__Text under study__.
Multiple Intervention Strategies
Eliminating malaria requires a combination of interventions. Malaria parasites can live in human bodies for more than 10 years. This calls for continuous diagnostic testing for even individuals that do not show the common symptoms of the disease such as high-fever, vomiting, profuse sweating, headache, nausea, and other symptoms. Strategies for eradicating malaria in Nigeria must focus on removing malaria parasites entirely from the population.
Rapid Diagnostic Test kits (RDTs), used to detect the evidence of malaria in humans as well as microscopy, a scientifically-enhanced means of detecting malaria parasite in human blood, are strategies that are emphasised by the Malaria To Zero campaign.
But this strategy cannot be effective without an epidemiological profile of the country. An effective malaria prevention and elimination programme requires the strategic use of data. Previous intervention strategies have been limited in positive outcomes due to inadequate information. The Malaria To Zero programme will create an innovative malaria data and surveillance system to catalogue malaria cases and deaths. Part of the objective of the malaria surveillance framework is to evaluate and improve the effectiveness of the interventions being carried out in communities.
Seasonal Malaria Chemoprophylaxis (SMC) has also been identified as a high-impact intervention. SMC is a preventive treatment administered during periods of high malarial risk, such as the rainy season when malaria transmission rate increases. Some insecticides can be applied on the walls and other surfaces in homes to kill malaria vectors or mosquitoes that come in contact with the surfaces. This process, widely known as Indoor Residual Spraying (IRS), is also considered one of the highly-effective control measures. Another infection-control practice involves improving sanitary conditions through the Larval Source Management (LSM) strategy, by eliminating potential malaria vector breeding sites.

__Work order__. Continue the passage on malaria intervention strategies in Nigeria from its final sentence.

__Supplied data__.

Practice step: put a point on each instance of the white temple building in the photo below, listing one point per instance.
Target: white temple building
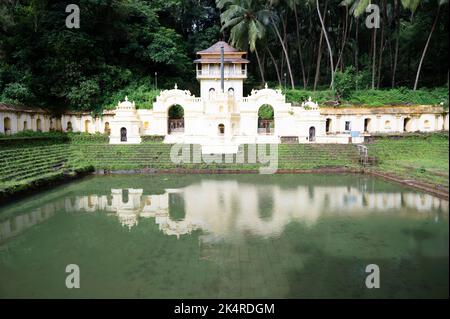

__Your response__.
The wide stakeholding of Malaria To Zero is strategic for achieving the goals of the initiative. For instance, pharmaceutical companies can help in product subsidies to improve affordability for low-income individuals. The distribution of drugs and other interventional materials – such as Long-Lasting Insecticide Nets (LLINs) – that need to be deployed to end-users can be effectively carried out using the supply chain management expertise of the FMCGs. The awareness, publicity and performance management of the campaign will be provided with the partnership of media and telecommunications companies that have joined the campaign.
The Malaria To Zero campaign requires the sustained commitment of all the stakeholders to achieve its target of saving one million lives by 2020 and ultimately remove Nigeria from its undesirable position on the global malaria landscape.
Human Development Index
One of the targets of 'Goal 3' of the Sustainable Development Goals pertains to ending the epidemics of AIDS, tuberculosis, malaria and neglected tropical diseases, by 2030. The WHO says the prevalence of deadly diseases perpetuates poverty and undermines human development. Little wonder sub-Saharan Africa, the world's poorest region, has a high prevalence of malaria, one of the world's deadliest diseases.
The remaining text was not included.